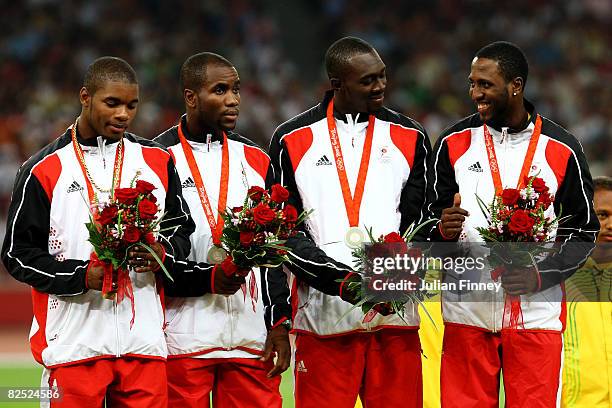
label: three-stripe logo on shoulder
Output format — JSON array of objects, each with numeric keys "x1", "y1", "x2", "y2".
[{"x1": 67, "y1": 181, "x2": 84, "y2": 193}]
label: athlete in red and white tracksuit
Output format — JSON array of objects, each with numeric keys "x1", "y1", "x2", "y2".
[
  {"x1": 1, "y1": 126, "x2": 194, "y2": 407},
  {"x1": 269, "y1": 82, "x2": 431, "y2": 407},
  {"x1": 155, "y1": 117, "x2": 293, "y2": 408},
  {"x1": 428, "y1": 99, "x2": 598, "y2": 407}
]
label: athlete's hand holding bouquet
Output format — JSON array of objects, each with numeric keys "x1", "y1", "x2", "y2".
[
  {"x1": 85, "y1": 177, "x2": 176, "y2": 328},
  {"x1": 476, "y1": 175, "x2": 564, "y2": 328},
  {"x1": 340, "y1": 221, "x2": 436, "y2": 323},
  {"x1": 214, "y1": 184, "x2": 310, "y2": 276}
]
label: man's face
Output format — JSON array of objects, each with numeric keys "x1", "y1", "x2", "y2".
[
  {"x1": 469, "y1": 57, "x2": 513, "y2": 127},
  {"x1": 194, "y1": 65, "x2": 240, "y2": 131},
  {"x1": 80, "y1": 81, "x2": 139, "y2": 140},
  {"x1": 595, "y1": 188, "x2": 612, "y2": 243},
  {"x1": 336, "y1": 51, "x2": 386, "y2": 113}
]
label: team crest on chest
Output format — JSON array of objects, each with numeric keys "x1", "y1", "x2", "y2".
[{"x1": 378, "y1": 145, "x2": 391, "y2": 163}]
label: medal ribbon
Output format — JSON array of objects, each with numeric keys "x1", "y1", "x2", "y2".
[
  {"x1": 483, "y1": 114, "x2": 542, "y2": 193},
  {"x1": 177, "y1": 122, "x2": 229, "y2": 245},
  {"x1": 326, "y1": 99, "x2": 375, "y2": 227},
  {"x1": 484, "y1": 114, "x2": 542, "y2": 331},
  {"x1": 71, "y1": 120, "x2": 135, "y2": 329}
]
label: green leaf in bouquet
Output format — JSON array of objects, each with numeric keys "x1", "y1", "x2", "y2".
[
  {"x1": 223, "y1": 227, "x2": 240, "y2": 243},
  {"x1": 296, "y1": 208, "x2": 314, "y2": 225},
  {"x1": 476, "y1": 227, "x2": 501, "y2": 243},
  {"x1": 475, "y1": 193, "x2": 492, "y2": 220},
  {"x1": 138, "y1": 242, "x2": 173, "y2": 282},
  {"x1": 147, "y1": 211, "x2": 171, "y2": 230},
  {"x1": 403, "y1": 218, "x2": 437, "y2": 242},
  {"x1": 365, "y1": 226, "x2": 376, "y2": 243},
  {"x1": 263, "y1": 241, "x2": 288, "y2": 249},
  {"x1": 259, "y1": 257, "x2": 287, "y2": 268},
  {"x1": 277, "y1": 251, "x2": 317, "y2": 277}
]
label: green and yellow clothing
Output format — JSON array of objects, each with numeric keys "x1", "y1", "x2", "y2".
[{"x1": 562, "y1": 258, "x2": 612, "y2": 407}]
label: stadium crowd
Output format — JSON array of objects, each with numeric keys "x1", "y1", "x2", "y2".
[{"x1": 0, "y1": 0, "x2": 610, "y2": 279}]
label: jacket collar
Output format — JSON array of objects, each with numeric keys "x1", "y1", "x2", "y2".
[
  {"x1": 179, "y1": 114, "x2": 225, "y2": 144},
  {"x1": 73, "y1": 126, "x2": 122, "y2": 147},
  {"x1": 483, "y1": 99, "x2": 537, "y2": 134},
  {"x1": 322, "y1": 90, "x2": 370, "y2": 124}
]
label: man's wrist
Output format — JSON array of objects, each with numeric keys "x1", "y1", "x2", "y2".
[
  {"x1": 271, "y1": 317, "x2": 292, "y2": 332},
  {"x1": 438, "y1": 222, "x2": 456, "y2": 241}
]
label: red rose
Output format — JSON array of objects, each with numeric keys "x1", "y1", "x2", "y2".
[
  {"x1": 240, "y1": 231, "x2": 255, "y2": 247},
  {"x1": 283, "y1": 205, "x2": 298, "y2": 223},
  {"x1": 123, "y1": 226, "x2": 141, "y2": 243},
  {"x1": 407, "y1": 247, "x2": 423, "y2": 260},
  {"x1": 501, "y1": 188, "x2": 520, "y2": 206},
  {"x1": 536, "y1": 192, "x2": 554, "y2": 208},
  {"x1": 270, "y1": 184, "x2": 290, "y2": 203},
  {"x1": 239, "y1": 219, "x2": 257, "y2": 231},
  {"x1": 144, "y1": 232, "x2": 156, "y2": 244},
  {"x1": 383, "y1": 232, "x2": 404, "y2": 243},
  {"x1": 135, "y1": 180, "x2": 156, "y2": 195},
  {"x1": 115, "y1": 188, "x2": 139, "y2": 204},
  {"x1": 383, "y1": 232, "x2": 408, "y2": 255},
  {"x1": 138, "y1": 199, "x2": 158, "y2": 219},
  {"x1": 220, "y1": 256, "x2": 238, "y2": 276},
  {"x1": 530, "y1": 177, "x2": 549, "y2": 193},
  {"x1": 508, "y1": 210, "x2": 536, "y2": 235},
  {"x1": 232, "y1": 206, "x2": 243, "y2": 213},
  {"x1": 366, "y1": 242, "x2": 393, "y2": 259},
  {"x1": 97, "y1": 205, "x2": 118, "y2": 225},
  {"x1": 248, "y1": 186, "x2": 266, "y2": 202},
  {"x1": 253, "y1": 203, "x2": 275, "y2": 225}
]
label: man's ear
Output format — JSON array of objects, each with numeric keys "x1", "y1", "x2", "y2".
[
  {"x1": 184, "y1": 89, "x2": 197, "y2": 109},
  {"x1": 79, "y1": 87, "x2": 91, "y2": 108},
  {"x1": 511, "y1": 77, "x2": 524, "y2": 96},
  {"x1": 330, "y1": 77, "x2": 341, "y2": 91}
]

################

Requirement
All of the records above should be returned exactly, though the pictures should not.

Task solution
label: three-stripe logo on shoulder
Output format — JSON array of objects, each with numeric keys "x1", "y1", "x2", "y2".
[{"x1": 67, "y1": 181, "x2": 84, "y2": 193}]
label: athlete in red and white tracksuit
Output format — JSON array of objects, each with numeric keys "x1", "y1", "x2", "y2".
[
  {"x1": 1, "y1": 126, "x2": 194, "y2": 407},
  {"x1": 269, "y1": 82, "x2": 431, "y2": 407},
  {"x1": 155, "y1": 117, "x2": 293, "y2": 408},
  {"x1": 428, "y1": 99, "x2": 598, "y2": 407}
]
label: athlete's hand holding bouquet
Output format — JSON array of objects, each with numeric keys "x1", "y1", "x2", "y2".
[
  {"x1": 85, "y1": 177, "x2": 176, "y2": 328},
  {"x1": 476, "y1": 175, "x2": 564, "y2": 328},
  {"x1": 340, "y1": 221, "x2": 436, "y2": 323},
  {"x1": 214, "y1": 184, "x2": 310, "y2": 276}
]
label: man's face
Output format — JSON array of objects, each with numeric keys "x1", "y1", "x2", "y2".
[
  {"x1": 469, "y1": 57, "x2": 513, "y2": 127},
  {"x1": 194, "y1": 65, "x2": 240, "y2": 131},
  {"x1": 80, "y1": 81, "x2": 139, "y2": 140},
  {"x1": 595, "y1": 188, "x2": 612, "y2": 243},
  {"x1": 336, "y1": 51, "x2": 386, "y2": 113}
]
label: team crest on chest
Output format — JSON array of objects, each with numeric keys "x1", "y1", "x2", "y2".
[{"x1": 378, "y1": 145, "x2": 391, "y2": 163}]
label: medal ribbon
Output format — JSON array of objects, each with numeric keys "x1", "y1", "x2", "y2".
[
  {"x1": 483, "y1": 114, "x2": 542, "y2": 193},
  {"x1": 177, "y1": 122, "x2": 229, "y2": 245},
  {"x1": 326, "y1": 99, "x2": 375, "y2": 227},
  {"x1": 484, "y1": 114, "x2": 542, "y2": 331},
  {"x1": 71, "y1": 120, "x2": 135, "y2": 329}
]
label: green leaf in bouquet
Output format — JSON array of objects, each with numeric keys "x1", "y1", "x2", "y2".
[
  {"x1": 223, "y1": 227, "x2": 240, "y2": 243},
  {"x1": 296, "y1": 208, "x2": 314, "y2": 225},
  {"x1": 476, "y1": 227, "x2": 501, "y2": 243},
  {"x1": 475, "y1": 193, "x2": 492, "y2": 220},
  {"x1": 138, "y1": 242, "x2": 173, "y2": 282},
  {"x1": 147, "y1": 211, "x2": 171, "y2": 230},
  {"x1": 403, "y1": 218, "x2": 437, "y2": 242},
  {"x1": 365, "y1": 226, "x2": 376, "y2": 243},
  {"x1": 263, "y1": 241, "x2": 288, "y2": 249},
  {"x1": 259, "y1": 257, "x2": 287, "y2": 268},
  {"x1": 277, "y1": 251, "x2": 317, "y2": 277}
]
label: green and yellow clothing
Output format — JSON array of objects, each with numeric keys "x1", "y1", "x2", "y2".
[{"x1": 562, "y1": 258, "x2": 612, "y2": 407}]
label: stadium crowd
Output format — JSON array of objects, each with numeric keys "x1", "y1", "x2", "y2".
[{"x1": 0, "y1": 0, "x2": 610, "y2": 279}]
label: jacket collar
Output format — JSON array of objects, each with numeric keys "x1", "y1", "x2", "y2".
[
  {"x1": 179, "y1": 114, "x2": 225, "y2": 144},
  {"x1": 73, "y1": 126, "x2": 122, "y2": 147},
  {"x1": 483, "y1": 99, "x2": 537, "y2": 134},
  {"x1": 322, "y1": 90, "x2": 370, "y2": 124}
]
label: man's wrist
Output format — JSON array of objects, each with numeric keys "x1", "y1", "x2", "y2".
[
  {"x1": 271, "y1": 317, "x2": 292, "y2": 332},
  {"x1": 438, "y1": 222, "x2": 456, "y2": 241}
]
label: red rose
Output format — JSON array of objects, each with numeric keys "x1", "y1", "x2", "y2".
[
  {"x1": 240, "y1": 231, "x2": 255, "y2": 247},
  {"x1": 283, "y1": 205, "x2": 298, "y2": 223},
  {"x1": 123, "y1": 226, "x2": 141, "y2": 243},
  {"x1": 407, "y1": 247, "x2": 423, "y2": 260},
  {"x1": 501, "y1": 188, "x2": 520, "y2": 206},
  {"x1": 536, "y1": 192, "x2": 554, "y2": 208},
  {"x1": 270, "y1": 184, "x2": 290, "y2": 203},
  {"x1": 239, "y1": 219, "x2": 257, "y2": 231},
  {"x1": 144, "y1": 232, "x2": 156, "y2": 244},
  {"x1": 383, "y1": 232, "x2": 404, "y2": 243},
  {"x1": 135, "y1": 180, "x2": 156, "y2": 195},
  {"x1": 115, "y1": 188, "x2": 139, "y2": 204},
  {"x1": 383, "y1": 232, "x2": 408, "y2": 255},
  {"x1": 138, "y1": 199, "x2": 158, "y2": 219},
  {"x1": 220, "y1": 256, "x2": 238, "y2": 276},
  {"x1": 530, "y1": 177, "x2": 549, "y2": 193},
  {"x1": 508, "y1": 210, "x2": 536, "y2": 235},
  {"x1": 232, "y1": 206, "x2": 243, "y2": 213},
  {"x1": 366, "y1": 242, "x2": 393, "y2": 259},
  {"x1": 97, "y1": 205, "x2": 118, "y2": 225},
  {"x1": 248, "y1": 186, "x2": 266, "y2": 202},
  {"x1": 253, "y1": 203, "x2": 275, "y2": 225}
]
label: man's ear
Output format — JSON array of objects, each with numeric keys "x1", "y1", "x2", "y2".
[
  {"x1": 184, "y1": 89, "x2": 197, "y2": 109},
  {"x1": 79, "y1": 87, "x2": 91, "y2": 108},
  {"x1": 511, "y1": 77, "x2": 524, "y2": 96},
  {"x1": 330, "y1": 77, "x2": 341, "y2": 91}
]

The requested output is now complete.